[The exercise] Please count the lines in the entries below that contain the word "blue", and give only the number.
** BEGIN Data section **
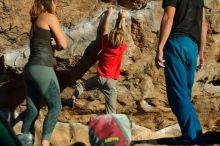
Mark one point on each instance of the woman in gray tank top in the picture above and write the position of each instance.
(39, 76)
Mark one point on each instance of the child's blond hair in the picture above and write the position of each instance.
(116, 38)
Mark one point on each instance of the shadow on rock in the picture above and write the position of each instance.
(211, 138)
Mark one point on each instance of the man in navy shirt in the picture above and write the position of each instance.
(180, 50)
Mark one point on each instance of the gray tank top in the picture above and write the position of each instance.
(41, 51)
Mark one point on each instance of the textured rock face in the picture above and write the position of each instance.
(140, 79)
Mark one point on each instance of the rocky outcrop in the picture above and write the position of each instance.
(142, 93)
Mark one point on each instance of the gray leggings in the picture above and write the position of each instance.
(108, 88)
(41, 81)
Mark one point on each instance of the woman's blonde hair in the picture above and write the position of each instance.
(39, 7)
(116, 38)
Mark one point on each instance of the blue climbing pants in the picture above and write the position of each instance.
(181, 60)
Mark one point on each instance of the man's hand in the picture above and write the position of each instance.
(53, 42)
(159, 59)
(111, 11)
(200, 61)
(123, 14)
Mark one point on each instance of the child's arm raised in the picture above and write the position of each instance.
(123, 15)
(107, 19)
** END Data section **
** BEGIN Data section **
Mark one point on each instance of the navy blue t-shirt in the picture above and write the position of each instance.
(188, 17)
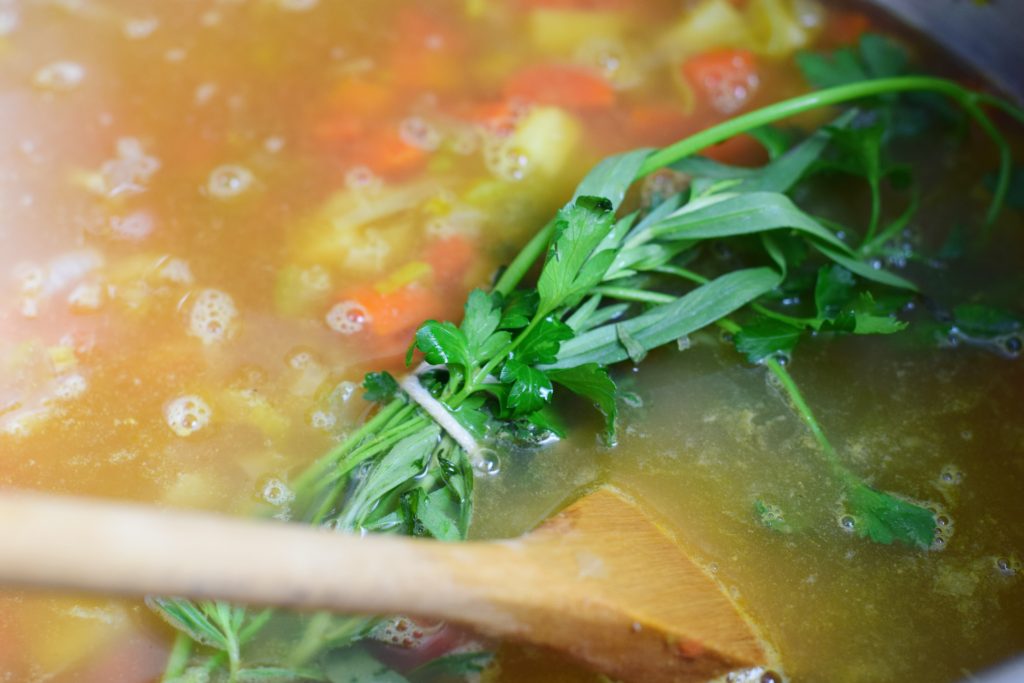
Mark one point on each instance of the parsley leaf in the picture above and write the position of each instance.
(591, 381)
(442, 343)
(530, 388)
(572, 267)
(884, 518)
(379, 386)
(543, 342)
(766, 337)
** END Data section **
[Finished answer] 2